* _Text segment_

# Opening Day



## Wrong Way (May 29, 2003)

Who's headed where on opening day? I'm sure most places will be crowded. I gotta see who's going to land the first keeper at 5:00:01 AM  I'm probably headed to SPSP to meet the crowds and loads of boaters.


----------



## BAYFISHER (Jul 6, 2001)

*early start?*

my EXPERIENCE LAST YEAR same time was that matapeake was a blow out other than SPSP. i WAS alone there for about 3 hrs until the rush of SHORE fishers were there. Boaters will always be in force that day at all launch's.

good luck there on spsp.. YOU HOOK ROCKZILLA! and show ya need no stickin boat..........:jawdrop:


----------



## Wrong Way (May 29, 2003)

What time does SPSP open up? 6AM right? If you get there early and have a season pass, will the gates open if you punch in your pin on the back? This is the first year I have a season pass.


----------



## Orest (Jul 28, 2003)

*At the*

RockFish Challange the first gates to the park were locked, so you had to waited until the park people unlocked it, to get to the toll gate.


----------



## Wrong Way (May 29, 2003)

Well it's going to be a long fun wait on Saturday then


----------



## Orest (Jul 28, 2003)

*Ya - unless they*

change things for opening day.

Am thinking of going really early.

Haven't decided yet.


----------



## Wrong Way (May 29, 2003)

* _Dataset excerpt_
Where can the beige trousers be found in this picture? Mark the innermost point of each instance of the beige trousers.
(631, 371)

* _What this task involves_
From the opening-day fishing thread, copy out the passage that begins at "# Opening Day" and stops after "loads of boaters.".

* _Solution for this exercise_
# Opening Day



## Wrong Way (May 29, 2003)

Who's headed where on opening day? I'm sure most places will be crowded. I gotta see who's going to land the first keeper at 5:00:01 AM  I'm probably headed to SPSP to meet the crowds and loads of boaters.